## Task requirements
• A. Translate this sentence from the passage on U.S. aid to Armenia into Spanish: "U.S. Representatives sent a letter to House Appropriations Subcommittee on Foreign Operations Chairwoman Barbara Lee (D-CA) and Ranking Member Hal Rogers (R-KY), as the panel begins crafting the FY2022 Foreign Aid Bill."
• B. Carry on the article about the House request for aid to Armenia and Artsakh from the point where it stops.

## Given passage

A bipartisan group of over 65 U.S. House members joined in the Congressional Armenian Caucus request for the House Appropriations to allocate over $100 million in U.S. aid to Armenia and Artsakh following Turkey and Azerbaijan’s devastating attacks last year, reported the Armenian National Committee of America (ANCA).
U.S. Representatives sent a letter to House Appropriations Subcommittee on Foreign Operations Chairwoman Barbara Lee (D-CA) and Ranking Member Hal Rogers (R-KY), as the panel begins crafting the FY2022 Foreign Aid Bill.
“The United States is uniquely positioned to help Armenia that has been shaken by last year’s war in Artsakh and the resulting uncertainty. Providing significant economic assistance to Armenia will help make its people more secure, bolster its democracy, help sustain economic development, stabilize its civil society, and aid its response to the COVID-19 pandemic and, most urgently, alleviate the ongoing humanitarian crisis in Artsakh,” said Congressional Armenian Caucus Co-Chair Frank Pallone (D-NJ), who along with Co-Chair Jackie Speier (D-CA) and Vice-Chair Adam Schiff (D-CA), led the effort. “This investment will strengthen the U.S.-Armenia relationship, help Armenia rebuild, and solidify democracy in the region.”

## Provided material
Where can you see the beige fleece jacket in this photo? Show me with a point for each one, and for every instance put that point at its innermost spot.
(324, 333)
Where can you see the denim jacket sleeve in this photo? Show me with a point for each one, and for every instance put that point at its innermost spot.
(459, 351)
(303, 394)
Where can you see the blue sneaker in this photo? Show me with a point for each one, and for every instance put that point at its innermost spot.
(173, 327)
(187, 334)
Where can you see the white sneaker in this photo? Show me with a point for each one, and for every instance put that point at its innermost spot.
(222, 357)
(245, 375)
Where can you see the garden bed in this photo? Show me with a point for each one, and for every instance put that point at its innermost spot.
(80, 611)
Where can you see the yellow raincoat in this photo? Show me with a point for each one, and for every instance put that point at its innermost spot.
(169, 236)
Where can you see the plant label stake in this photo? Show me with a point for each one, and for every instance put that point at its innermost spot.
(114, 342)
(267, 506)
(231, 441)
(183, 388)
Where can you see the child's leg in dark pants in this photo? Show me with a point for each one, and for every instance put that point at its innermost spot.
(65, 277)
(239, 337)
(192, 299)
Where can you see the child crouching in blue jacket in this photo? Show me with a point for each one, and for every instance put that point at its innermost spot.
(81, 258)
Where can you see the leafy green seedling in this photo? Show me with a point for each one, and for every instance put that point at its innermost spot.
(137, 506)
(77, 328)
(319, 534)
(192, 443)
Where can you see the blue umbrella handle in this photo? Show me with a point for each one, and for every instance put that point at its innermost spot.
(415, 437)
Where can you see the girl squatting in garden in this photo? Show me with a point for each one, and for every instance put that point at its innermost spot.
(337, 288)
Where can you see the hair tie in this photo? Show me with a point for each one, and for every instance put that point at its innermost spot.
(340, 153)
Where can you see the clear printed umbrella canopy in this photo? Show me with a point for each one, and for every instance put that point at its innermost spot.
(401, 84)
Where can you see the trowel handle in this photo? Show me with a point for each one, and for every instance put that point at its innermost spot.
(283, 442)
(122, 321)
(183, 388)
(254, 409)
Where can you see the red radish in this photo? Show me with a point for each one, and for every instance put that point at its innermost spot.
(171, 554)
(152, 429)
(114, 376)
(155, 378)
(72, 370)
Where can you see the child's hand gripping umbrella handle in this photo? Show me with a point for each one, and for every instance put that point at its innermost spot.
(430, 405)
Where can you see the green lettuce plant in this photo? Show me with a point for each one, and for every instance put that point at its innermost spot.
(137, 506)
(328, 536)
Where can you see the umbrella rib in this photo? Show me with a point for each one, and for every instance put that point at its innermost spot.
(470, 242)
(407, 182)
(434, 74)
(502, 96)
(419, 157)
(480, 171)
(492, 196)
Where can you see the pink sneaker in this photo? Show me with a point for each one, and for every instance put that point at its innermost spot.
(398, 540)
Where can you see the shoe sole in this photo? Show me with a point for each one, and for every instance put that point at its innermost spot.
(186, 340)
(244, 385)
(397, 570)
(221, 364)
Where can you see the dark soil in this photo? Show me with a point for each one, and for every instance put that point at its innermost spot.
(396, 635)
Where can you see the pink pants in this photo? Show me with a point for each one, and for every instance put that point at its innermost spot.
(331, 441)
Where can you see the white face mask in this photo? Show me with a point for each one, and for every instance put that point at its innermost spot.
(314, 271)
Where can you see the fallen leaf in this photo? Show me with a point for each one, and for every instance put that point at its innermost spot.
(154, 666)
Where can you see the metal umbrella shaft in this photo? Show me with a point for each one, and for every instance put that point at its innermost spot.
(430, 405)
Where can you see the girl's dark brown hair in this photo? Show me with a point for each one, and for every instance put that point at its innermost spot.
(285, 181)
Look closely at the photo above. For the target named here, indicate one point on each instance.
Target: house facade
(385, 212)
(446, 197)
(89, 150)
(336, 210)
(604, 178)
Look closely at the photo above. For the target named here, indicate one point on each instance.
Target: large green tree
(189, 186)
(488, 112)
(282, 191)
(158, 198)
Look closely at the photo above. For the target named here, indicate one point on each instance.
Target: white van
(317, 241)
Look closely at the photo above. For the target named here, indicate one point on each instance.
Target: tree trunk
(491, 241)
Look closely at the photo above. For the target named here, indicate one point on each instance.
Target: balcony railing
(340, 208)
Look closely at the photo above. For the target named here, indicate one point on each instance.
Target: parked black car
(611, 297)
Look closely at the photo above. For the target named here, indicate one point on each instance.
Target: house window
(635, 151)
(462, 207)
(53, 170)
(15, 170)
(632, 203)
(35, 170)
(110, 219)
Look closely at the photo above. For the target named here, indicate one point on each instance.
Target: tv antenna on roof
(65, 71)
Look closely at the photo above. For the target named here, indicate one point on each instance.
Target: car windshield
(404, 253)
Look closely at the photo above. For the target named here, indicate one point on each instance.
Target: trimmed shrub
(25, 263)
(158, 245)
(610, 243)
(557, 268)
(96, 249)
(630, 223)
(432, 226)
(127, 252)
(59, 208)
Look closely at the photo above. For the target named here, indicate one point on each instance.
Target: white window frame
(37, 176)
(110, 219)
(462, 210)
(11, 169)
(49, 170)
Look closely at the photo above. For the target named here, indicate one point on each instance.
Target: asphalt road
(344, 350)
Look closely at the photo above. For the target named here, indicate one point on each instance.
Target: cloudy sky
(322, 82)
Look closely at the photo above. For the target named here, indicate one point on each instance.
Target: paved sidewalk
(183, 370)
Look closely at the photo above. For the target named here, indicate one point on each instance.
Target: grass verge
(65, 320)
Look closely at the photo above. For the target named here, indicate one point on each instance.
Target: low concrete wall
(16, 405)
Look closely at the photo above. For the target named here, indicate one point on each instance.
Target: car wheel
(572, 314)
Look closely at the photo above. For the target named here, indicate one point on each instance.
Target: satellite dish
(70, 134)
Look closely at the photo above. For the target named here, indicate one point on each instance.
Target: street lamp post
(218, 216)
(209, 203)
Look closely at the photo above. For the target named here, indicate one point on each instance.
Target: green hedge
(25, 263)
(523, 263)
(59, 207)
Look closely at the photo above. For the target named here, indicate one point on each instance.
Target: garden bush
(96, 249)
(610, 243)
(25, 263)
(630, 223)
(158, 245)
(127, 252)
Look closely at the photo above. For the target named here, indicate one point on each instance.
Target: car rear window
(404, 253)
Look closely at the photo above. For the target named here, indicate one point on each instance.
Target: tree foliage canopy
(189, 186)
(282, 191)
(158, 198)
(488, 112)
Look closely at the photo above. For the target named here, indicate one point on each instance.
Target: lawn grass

## Answer list
• A. Los representantes de EE. UU. enviaron una carta a la presidenta del Subcomité de Operaciones Exteriores de la Comisión de Asignaciones de la Cámara, Barbara Lee (D-CA), y al miembro de mayor rango de la minoría, Hal Rogers (R-KY), mientras el panel comienza a elaborar el proyecto de ley de ayuda exterior para el año fiscal 2022.

• B.
In a letter to their Congressional colleagues, Reps. Pallone, Speier, and Schiff wrote: “The below requests for Armenia and the Republic of Artsakh in the Fiscal Year 2022 State, Foreign Operations and Related Programs appropriations bill are critical for assisting the country in helping to make its people more secure, bolster its democracy and sustainable economic development, stabilize its civil society, aid its response to the COVID-19 pandemic and, most urgently, alleviate the ongoing humanitarian crisis in Artsakh,” which included the following budgetary requests:
— Robust funding to directly aid the Armenian people of Nagorno-Karabakh (Artsakh) to recover and rebuild, including urgently needed housing, food security, water and sanitation, medical and refugee assistance, rehabilitation, and infrastructure needs.
— $2 million for Conventional Weapons Destruction programs in Nagorno-Karabakh.
— $100 million for economic, governance, rule of law, and security assistance to Armenia through State Department and USAID accounts.
— The suspension of all U.S. security assistance for Azerbaijan until it has been verified to have ceased all attacks against Armenia and Artsakh.